* Problem statement
Below, rewrite the items from the line with "Task: Indicate the man's bare" through the end of the items, requests included. Multiply every point coordinate in the answers by 2.3, round each to a whole number with halves going up, and give only those lines.

* Listed records
═══

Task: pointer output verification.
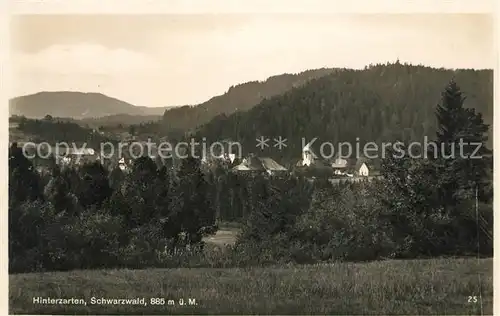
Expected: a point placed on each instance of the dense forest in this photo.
(53, 130)
(382, 103)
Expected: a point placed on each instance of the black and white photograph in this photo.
(251, 163)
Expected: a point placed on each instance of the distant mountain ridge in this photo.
(76, 105)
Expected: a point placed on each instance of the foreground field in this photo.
(439, 286)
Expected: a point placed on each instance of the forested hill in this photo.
(241, 97)
(380, 103)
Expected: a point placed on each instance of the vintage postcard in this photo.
(237, 160)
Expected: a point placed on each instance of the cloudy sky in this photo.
(186, 59)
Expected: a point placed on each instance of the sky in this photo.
(170, 60)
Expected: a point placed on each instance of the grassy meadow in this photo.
(435, 286)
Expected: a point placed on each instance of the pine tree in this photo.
(460, 132)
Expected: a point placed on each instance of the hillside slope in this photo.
(382, 103)
(238, 98)
(77, 105)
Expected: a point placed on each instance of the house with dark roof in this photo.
(259, 164)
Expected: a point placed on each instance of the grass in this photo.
(223, 237)
(437, 286)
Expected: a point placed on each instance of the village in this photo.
(309, 164)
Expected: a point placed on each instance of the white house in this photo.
(122, 165)
(339, 166)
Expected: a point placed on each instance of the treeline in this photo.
(382, 103)
(156, 217)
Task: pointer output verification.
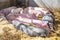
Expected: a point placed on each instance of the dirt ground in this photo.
(8, 32)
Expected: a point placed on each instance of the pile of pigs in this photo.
(27, 20)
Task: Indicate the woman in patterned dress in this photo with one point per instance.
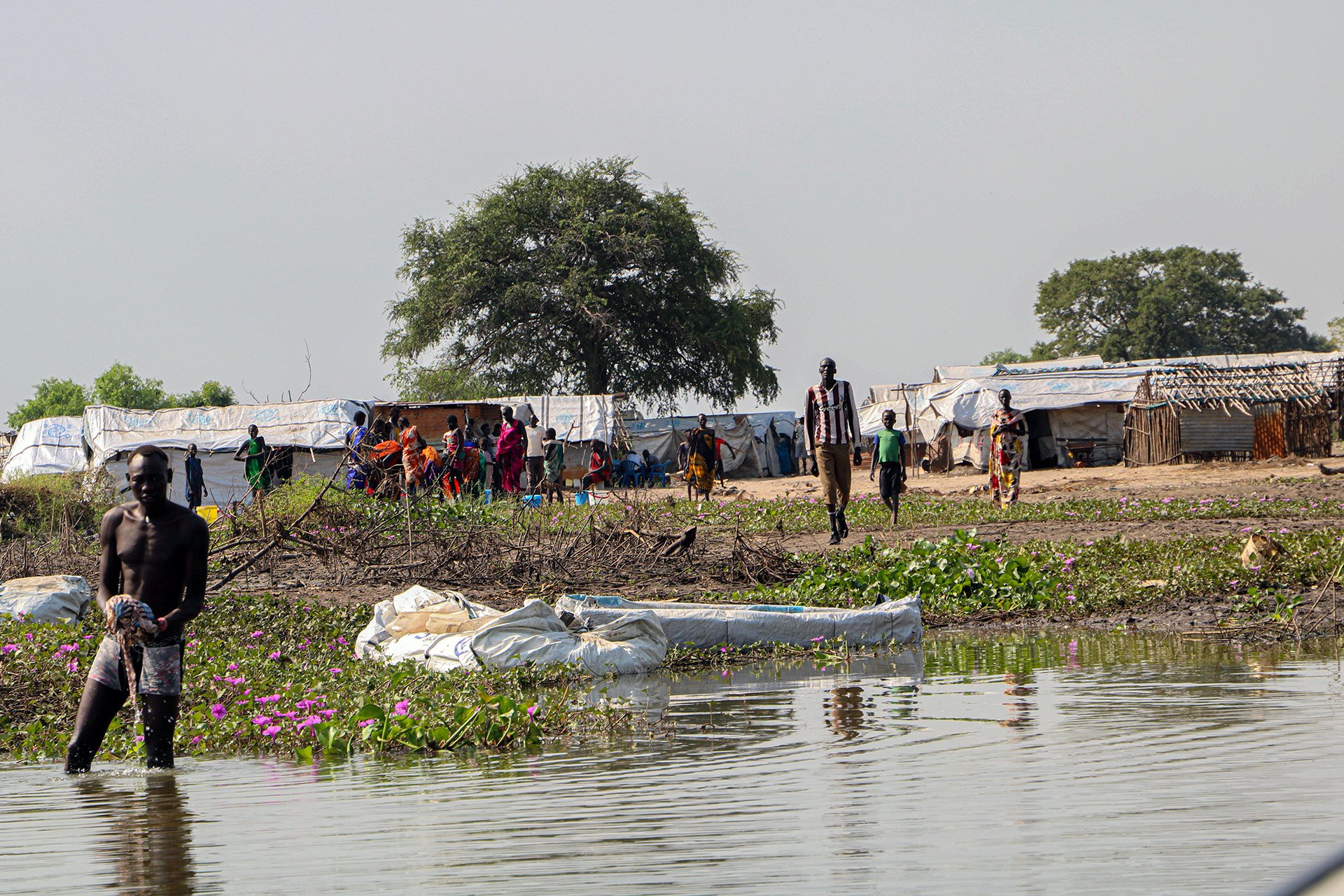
(1007, 449)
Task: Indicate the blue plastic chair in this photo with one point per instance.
(629, 473)
(660, 473)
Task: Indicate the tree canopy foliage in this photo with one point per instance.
(1168, 302)
(118, 386)
(580, 280)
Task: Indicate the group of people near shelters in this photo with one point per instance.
(390, 456)
(153, 564)
(831, 421)
(393, 457)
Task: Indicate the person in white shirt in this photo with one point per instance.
(536, 456)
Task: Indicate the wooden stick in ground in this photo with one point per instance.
(319, 498)
(246, 564)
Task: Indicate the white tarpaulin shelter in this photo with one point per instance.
(773, 433)
(575, 418)
(972, 402)
(707, 625)
(46, 598)
(447, 631)
(663, 437)
(315, 430)
(50, 445)
(946, 372)
(1079, 406)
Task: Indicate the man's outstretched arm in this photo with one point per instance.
(194, 596)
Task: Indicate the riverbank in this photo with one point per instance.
(1108, 547)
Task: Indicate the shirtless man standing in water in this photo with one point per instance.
(153, 551)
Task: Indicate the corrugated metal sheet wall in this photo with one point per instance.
(1217, 431)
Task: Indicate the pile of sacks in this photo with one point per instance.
(448, 631)
(606, 636)
(46, 598)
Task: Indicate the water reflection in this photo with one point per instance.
(1018, 685)
(1012, 763)
(146, 832)
(844, 711)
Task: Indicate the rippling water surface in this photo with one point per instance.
(1047, 763)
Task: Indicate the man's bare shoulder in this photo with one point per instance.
(116, 514)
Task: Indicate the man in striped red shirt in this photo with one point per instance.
(832, 428)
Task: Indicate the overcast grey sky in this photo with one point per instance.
(198, 188)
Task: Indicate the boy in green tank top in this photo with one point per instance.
(888, 454)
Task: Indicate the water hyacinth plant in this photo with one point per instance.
(262, 676)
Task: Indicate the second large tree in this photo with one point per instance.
(1168, 302)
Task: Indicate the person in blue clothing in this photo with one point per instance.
(356, 477)
(195, 479)
(889, 454)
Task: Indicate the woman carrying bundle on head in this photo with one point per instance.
(1007, 449)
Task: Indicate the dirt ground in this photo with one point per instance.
(1289, 477)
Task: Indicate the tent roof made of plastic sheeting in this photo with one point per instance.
(945, 372)
(575, 418)
(972, 402)
(784, 422)
(50, 445)
(320, 425)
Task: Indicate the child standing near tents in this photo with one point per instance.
(889, 453)
(554, 468)
(600, 469)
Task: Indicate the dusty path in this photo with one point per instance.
(1282, 477)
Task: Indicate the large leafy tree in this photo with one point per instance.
(51, 397)
(1171, 302)
(580, 280)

═══

* Solved problem
Task: Indicate the man's bare shoulder in this photo with one point per instance.
(267, 1182)
Task: Indicate the man in striped red shirt in this photo with one point per instance.
(1914, 984)
Task: Indicate the overcast grey sky in this photo with one point per instance.
(455, 432)
Task: Indicate the boy in green tank top in this photo with one point per instance.
(2042, 1044)
Task: Indicate the water hyacinth plant in this photo with one point per instance.
(603, 1555)
Task: Indicate the second large tree in this photo with one point per instance.
(2686, 695)
Task: Indicate the person in blue clothing in this photo with one point per instance.
(819, 1097)
(449, 1102)
(2045, 1044)
Task: Indicate the woman carrying bundle on head in this photo with one point per instance.
(2316, 1033)
Task: Indicate the dirt ground in this photo with one point per instance.
(2965, 1097)
Task: Indicate the tent roof made of plastic sheeting in this photo with one point per instance.
(2174, 856)
(1323, 961)
(2236, 925)
(1803, 971)
(115, 1024)
(736, 978)
Task: Indicate the child standing near tents in this photo with one point per instance.
(2045, 1042)
(1274, 1076)
(1380, 1079)
Task: Indicate the dusty path in this photo with one point per instance.
(2949, 1097)
Task: Indicate the large leafy tree in this photo with one point per instance.
(117, 913)
(2693, 695)
(1334, 644)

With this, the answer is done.